How to complete this task
All lines from the one containing "OBJECT = red ribbon" to the end of the entries below must be output exactly, and no other lines.

Dataset records
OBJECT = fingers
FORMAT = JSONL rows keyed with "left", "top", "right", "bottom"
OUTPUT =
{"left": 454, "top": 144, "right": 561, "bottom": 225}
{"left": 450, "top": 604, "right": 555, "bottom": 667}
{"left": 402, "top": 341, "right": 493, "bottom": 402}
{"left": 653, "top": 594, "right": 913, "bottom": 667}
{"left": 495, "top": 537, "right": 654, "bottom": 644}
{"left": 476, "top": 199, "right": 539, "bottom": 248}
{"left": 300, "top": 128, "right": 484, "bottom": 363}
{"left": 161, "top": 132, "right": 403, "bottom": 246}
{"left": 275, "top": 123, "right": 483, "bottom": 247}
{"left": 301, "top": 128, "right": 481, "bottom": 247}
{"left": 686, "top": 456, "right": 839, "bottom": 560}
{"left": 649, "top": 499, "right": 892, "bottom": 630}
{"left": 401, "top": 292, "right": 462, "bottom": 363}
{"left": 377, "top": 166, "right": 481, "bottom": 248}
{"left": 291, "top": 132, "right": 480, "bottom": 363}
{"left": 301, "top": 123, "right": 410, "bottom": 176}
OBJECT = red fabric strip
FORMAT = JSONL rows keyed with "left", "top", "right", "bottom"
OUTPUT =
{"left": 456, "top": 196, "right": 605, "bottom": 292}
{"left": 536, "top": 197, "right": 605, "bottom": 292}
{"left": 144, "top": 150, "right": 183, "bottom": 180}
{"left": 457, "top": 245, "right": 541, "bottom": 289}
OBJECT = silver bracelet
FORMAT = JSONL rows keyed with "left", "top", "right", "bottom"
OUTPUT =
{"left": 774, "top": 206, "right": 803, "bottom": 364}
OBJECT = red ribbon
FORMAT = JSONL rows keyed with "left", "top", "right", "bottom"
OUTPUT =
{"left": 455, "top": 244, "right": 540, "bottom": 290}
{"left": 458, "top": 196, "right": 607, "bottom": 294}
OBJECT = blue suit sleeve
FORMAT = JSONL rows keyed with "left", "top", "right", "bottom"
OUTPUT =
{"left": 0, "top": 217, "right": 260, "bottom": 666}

Completed task
OBJECT = red ribbon
FORMAT = JSONL rows keyed with "left", "top", "right", "bottom"
OUTPUT =
{"left": 455, "top": 244, "right": 540, "bottom": 290}
{"left": 458, "top": 196, "right": 607, "bottom": 294}
OBJECT = blue suit sleeve
FORMAT = JSONL rows keyed with "left", "top", "right", "bottom"
OUTPUT =
{"left": 0, "top": 217, "right": 260, "bottom": 666}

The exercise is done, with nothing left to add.